**Exercise A:**
Copy everything in the post about the newspaper photo from Somalia from "It was a normal" down to "beneath the photograph.", word for word.
**Exercise B:**
In the post about the newspaper photo from Somalia, what is being blocked from entering the country?
**Exercise C:**
Pick up the post about the newspaper photo from Somalia after its final sentence and keep writing it.

**Passage to read:**
>>>

It was a normal day. In fact, a good day. Walking into Starbucks this morning with mailbox flyers to read in line...looking at new beds for the boys, maybe a new coach, JJILL catalog under my arm...waiting for my latte. Feeling good. Then on the way out, the front page of today's new York Times grabbed my eyes.
I read the byline beneath the photograph.
my stomach lurched, my eyes filled with tears. I quickly moved out the door, toward my car and cried all the way to the parking lot. Pray/cried all the way to work.
I live occupied by my yard, and yes, that is the "talent" God has given me to invest, so I know I am doing the right thing, but while I am rearranging furniture and buying school supplies and having a latte on my way to work, 500,000 children in a hospital in Somalia are starving to death.
The pictures will kill you. And we think, I think....should we look at them. Should we not? What good will it do. What good can I do. In this case, aid intended to help is being blocked from entering the country.

<<<

**Given data:**
>>>

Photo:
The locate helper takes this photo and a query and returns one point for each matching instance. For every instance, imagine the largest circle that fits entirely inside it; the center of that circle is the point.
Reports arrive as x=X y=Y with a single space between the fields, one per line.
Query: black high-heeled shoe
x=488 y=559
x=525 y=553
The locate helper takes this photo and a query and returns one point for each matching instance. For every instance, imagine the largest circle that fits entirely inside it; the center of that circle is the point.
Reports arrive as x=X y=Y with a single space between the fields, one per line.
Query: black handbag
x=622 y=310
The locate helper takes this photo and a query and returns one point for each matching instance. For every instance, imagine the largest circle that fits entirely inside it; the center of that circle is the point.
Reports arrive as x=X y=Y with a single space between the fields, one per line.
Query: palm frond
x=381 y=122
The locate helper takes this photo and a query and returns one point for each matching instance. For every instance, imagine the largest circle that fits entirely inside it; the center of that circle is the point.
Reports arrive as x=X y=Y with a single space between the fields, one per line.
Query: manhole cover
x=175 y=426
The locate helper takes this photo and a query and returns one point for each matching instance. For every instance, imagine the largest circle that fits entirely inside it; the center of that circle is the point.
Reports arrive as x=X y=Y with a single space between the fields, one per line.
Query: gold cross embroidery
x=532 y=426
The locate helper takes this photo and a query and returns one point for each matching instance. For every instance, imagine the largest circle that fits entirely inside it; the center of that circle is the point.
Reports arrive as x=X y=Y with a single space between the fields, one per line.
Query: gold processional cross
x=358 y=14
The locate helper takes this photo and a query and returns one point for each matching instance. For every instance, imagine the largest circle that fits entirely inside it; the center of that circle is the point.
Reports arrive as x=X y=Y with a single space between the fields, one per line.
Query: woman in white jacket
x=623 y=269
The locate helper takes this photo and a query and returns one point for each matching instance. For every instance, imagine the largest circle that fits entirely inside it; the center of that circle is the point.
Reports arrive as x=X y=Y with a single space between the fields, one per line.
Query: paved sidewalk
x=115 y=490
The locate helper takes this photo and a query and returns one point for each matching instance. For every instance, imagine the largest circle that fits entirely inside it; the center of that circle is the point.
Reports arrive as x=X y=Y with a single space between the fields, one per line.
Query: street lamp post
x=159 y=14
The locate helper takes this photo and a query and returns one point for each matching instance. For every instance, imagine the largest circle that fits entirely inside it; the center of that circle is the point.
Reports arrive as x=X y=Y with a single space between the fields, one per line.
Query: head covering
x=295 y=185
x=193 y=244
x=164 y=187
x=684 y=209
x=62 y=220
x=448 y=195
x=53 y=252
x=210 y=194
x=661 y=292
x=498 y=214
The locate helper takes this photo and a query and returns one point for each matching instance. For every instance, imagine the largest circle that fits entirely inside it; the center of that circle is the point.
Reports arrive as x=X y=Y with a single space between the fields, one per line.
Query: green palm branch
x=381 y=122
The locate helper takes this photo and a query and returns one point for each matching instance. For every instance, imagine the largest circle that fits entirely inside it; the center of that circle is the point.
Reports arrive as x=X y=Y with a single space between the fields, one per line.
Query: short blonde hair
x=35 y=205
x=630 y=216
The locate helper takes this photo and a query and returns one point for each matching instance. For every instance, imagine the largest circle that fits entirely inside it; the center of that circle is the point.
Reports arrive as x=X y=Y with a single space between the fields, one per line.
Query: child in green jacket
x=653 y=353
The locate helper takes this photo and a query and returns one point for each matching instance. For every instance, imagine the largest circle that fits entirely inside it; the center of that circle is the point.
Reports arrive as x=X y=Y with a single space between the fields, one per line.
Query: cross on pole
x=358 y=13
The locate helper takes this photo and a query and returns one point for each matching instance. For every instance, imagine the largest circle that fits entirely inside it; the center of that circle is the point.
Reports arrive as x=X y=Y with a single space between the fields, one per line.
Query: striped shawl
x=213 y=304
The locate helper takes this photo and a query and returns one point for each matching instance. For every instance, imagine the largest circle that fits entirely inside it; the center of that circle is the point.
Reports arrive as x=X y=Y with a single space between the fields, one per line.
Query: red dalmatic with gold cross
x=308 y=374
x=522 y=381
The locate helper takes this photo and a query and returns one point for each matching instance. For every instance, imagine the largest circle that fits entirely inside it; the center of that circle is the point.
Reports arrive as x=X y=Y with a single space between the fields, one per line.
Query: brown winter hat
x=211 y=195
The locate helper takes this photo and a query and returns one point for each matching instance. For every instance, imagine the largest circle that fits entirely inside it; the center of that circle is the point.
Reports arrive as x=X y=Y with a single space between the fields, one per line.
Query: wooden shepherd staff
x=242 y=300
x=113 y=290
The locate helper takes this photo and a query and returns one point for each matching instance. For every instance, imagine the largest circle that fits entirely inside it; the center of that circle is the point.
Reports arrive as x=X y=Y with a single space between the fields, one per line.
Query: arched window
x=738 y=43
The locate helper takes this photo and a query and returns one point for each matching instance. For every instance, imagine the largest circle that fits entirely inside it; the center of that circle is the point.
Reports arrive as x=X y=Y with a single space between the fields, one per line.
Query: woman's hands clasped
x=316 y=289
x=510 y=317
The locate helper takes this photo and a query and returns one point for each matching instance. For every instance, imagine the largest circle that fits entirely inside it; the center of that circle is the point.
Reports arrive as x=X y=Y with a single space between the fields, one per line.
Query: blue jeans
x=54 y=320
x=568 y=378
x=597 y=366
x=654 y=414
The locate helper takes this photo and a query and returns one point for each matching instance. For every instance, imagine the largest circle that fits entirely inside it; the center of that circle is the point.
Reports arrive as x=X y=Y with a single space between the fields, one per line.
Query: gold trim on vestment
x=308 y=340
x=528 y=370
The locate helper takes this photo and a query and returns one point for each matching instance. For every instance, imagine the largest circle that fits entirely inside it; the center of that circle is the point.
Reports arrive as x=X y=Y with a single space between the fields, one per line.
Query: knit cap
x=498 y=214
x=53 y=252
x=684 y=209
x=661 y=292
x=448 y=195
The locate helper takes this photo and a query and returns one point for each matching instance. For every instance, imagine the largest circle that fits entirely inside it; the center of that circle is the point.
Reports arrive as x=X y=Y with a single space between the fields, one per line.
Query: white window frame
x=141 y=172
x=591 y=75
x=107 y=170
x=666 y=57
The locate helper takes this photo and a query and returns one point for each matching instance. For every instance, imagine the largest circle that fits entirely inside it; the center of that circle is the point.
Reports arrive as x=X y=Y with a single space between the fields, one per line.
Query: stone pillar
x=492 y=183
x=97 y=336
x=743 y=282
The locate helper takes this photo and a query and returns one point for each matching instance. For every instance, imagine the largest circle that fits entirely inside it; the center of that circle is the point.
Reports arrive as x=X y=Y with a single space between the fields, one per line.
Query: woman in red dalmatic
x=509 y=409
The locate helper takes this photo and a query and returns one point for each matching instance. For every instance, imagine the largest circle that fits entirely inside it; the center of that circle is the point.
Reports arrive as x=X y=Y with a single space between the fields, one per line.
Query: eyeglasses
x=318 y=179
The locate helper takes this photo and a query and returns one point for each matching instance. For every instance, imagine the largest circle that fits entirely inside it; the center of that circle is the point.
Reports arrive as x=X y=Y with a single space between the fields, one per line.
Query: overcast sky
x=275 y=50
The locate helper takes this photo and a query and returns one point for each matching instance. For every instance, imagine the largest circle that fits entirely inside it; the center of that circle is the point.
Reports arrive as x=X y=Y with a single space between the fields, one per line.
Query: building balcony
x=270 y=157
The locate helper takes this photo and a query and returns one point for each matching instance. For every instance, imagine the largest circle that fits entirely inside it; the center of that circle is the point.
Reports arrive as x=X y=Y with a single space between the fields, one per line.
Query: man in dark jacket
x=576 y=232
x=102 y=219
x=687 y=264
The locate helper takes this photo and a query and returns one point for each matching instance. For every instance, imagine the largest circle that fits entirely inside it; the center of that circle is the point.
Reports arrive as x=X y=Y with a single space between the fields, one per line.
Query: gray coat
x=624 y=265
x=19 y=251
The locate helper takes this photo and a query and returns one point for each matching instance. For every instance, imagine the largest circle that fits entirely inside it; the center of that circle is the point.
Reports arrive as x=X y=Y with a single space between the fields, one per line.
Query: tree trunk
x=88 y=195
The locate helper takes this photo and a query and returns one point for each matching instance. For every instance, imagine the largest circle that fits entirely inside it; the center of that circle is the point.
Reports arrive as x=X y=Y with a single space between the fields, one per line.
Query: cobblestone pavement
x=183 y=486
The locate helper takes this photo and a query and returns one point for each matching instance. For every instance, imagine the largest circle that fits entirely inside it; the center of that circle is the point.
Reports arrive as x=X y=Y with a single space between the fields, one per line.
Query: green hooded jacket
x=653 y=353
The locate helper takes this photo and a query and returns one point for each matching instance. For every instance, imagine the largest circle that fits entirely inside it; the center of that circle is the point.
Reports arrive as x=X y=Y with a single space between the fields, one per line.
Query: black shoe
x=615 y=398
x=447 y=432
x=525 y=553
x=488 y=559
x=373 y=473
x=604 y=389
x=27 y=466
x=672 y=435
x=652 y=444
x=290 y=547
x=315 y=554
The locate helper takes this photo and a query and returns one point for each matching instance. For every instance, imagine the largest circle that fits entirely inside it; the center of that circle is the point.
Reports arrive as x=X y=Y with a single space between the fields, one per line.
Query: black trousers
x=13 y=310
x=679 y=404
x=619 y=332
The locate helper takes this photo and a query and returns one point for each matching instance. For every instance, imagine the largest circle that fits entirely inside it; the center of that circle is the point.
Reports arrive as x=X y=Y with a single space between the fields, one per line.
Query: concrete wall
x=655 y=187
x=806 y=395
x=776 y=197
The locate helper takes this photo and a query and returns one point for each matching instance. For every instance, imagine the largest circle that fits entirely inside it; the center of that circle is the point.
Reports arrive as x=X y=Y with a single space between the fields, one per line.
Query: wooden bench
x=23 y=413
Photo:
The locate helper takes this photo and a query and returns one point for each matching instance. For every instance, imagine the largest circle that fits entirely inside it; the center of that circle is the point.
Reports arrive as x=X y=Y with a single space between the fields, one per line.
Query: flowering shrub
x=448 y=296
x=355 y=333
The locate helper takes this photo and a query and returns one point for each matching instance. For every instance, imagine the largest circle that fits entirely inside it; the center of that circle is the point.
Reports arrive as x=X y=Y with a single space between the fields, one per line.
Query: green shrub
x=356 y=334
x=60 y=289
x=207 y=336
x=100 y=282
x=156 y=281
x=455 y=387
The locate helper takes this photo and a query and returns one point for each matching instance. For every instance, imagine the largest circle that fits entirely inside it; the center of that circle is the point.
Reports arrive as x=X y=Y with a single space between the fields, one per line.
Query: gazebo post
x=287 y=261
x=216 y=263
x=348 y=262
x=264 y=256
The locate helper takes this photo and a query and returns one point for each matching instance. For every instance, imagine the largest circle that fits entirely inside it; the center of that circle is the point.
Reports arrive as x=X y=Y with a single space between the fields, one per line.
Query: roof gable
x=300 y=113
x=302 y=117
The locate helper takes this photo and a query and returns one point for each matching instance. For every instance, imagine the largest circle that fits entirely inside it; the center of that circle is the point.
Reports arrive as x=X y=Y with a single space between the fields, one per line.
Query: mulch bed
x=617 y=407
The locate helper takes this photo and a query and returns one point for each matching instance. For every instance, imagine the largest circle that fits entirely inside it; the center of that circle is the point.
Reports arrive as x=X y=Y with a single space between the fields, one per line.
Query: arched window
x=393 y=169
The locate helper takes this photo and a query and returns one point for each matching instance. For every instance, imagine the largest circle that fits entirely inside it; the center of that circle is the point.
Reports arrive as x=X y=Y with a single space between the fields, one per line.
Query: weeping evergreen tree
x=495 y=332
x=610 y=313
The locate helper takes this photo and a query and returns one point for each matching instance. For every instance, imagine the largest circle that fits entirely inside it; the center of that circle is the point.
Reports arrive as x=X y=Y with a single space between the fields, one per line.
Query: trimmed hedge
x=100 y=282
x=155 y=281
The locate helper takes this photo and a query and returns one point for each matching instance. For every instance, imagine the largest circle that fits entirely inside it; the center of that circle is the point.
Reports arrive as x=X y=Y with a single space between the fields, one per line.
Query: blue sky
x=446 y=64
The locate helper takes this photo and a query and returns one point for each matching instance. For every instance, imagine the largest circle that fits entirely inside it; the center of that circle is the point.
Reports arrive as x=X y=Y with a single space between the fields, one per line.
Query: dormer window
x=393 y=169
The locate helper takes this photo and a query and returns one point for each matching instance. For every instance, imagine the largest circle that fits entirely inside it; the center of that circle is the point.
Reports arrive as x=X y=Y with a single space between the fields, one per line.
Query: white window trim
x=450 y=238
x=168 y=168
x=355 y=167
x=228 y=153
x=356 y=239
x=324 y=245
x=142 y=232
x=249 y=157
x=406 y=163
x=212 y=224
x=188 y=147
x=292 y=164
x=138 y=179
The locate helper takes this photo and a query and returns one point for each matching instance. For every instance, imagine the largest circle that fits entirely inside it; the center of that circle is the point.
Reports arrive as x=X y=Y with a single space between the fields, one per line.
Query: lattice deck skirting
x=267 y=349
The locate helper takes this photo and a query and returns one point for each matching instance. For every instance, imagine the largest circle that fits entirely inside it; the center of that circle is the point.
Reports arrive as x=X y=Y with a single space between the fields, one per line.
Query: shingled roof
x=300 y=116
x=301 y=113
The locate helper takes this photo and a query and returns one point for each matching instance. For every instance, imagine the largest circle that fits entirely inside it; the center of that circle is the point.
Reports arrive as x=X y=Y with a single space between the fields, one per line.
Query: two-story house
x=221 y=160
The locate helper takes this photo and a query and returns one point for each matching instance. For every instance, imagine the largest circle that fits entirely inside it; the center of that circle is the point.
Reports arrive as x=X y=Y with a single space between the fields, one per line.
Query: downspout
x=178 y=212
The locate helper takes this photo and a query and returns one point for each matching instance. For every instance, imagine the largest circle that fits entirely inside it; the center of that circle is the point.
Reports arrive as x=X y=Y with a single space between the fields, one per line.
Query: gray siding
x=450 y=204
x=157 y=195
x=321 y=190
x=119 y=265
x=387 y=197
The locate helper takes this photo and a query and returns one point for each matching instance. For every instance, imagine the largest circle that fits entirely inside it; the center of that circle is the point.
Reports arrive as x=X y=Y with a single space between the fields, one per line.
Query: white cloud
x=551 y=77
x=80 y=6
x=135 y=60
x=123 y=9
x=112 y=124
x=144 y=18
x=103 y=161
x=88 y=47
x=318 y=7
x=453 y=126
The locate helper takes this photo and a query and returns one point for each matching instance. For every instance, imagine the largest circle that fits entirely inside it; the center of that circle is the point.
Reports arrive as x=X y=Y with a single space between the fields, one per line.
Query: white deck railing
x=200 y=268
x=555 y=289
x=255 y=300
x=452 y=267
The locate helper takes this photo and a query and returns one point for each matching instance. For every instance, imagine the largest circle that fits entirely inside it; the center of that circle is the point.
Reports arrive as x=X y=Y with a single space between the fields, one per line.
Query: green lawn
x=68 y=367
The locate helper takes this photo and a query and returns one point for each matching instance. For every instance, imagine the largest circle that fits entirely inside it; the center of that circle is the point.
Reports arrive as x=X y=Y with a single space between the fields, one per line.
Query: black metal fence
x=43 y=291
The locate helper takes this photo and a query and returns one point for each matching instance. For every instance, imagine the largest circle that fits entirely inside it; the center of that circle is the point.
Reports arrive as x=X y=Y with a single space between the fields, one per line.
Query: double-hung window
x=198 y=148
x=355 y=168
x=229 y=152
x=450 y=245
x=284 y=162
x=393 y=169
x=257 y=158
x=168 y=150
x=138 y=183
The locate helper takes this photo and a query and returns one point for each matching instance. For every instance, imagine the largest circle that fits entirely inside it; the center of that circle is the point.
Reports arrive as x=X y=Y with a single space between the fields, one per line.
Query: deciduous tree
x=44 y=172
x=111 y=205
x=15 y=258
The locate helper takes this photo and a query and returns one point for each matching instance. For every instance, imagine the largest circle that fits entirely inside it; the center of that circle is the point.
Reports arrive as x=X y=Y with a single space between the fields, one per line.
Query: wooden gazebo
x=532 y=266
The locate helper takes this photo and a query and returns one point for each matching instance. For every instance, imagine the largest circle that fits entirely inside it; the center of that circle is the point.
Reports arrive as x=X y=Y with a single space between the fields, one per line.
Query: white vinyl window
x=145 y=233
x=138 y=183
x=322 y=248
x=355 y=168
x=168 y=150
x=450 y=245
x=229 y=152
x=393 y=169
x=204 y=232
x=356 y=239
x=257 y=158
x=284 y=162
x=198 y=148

<<<

**Output A:**
It was a normal day. In fact, a good day. Walking into Starbucks this morning with mailbox flyers to read in line...looking at new beds for the boys, maybe a new coach, JJILL catalog under my arm...waiting for my latte. Feeling good. Then on the way out, the front page of today's new York Times grabbed my eyes.
I read the byline beneath the photograph.

**Output B:**
Aid intended to help.

**Output C:**
And I know Somalia is just one of the many countries around the world suffering from famine. And I know this 500,000 is probably 100 times that around the world...
And it is overwhelming and hard and .... I cry.
I cry out to God. As I am sure, our loving Father cries and sees each one. And I pray for these children. And my heart is broken.
I can not fix our broken world. But what can I do? What can I do and still take care of the "talents" God has given me...these four children in my yard?
I don't have answers. Today I only have questions and tears and an aching heart.
1 Things Others Said:
I know! I go through those days! I wish I could say I do something..but for now, I have just adopted three from foster care and my world is spinning. I can't imagine doing any more. I pray, and cry with you. Thank you.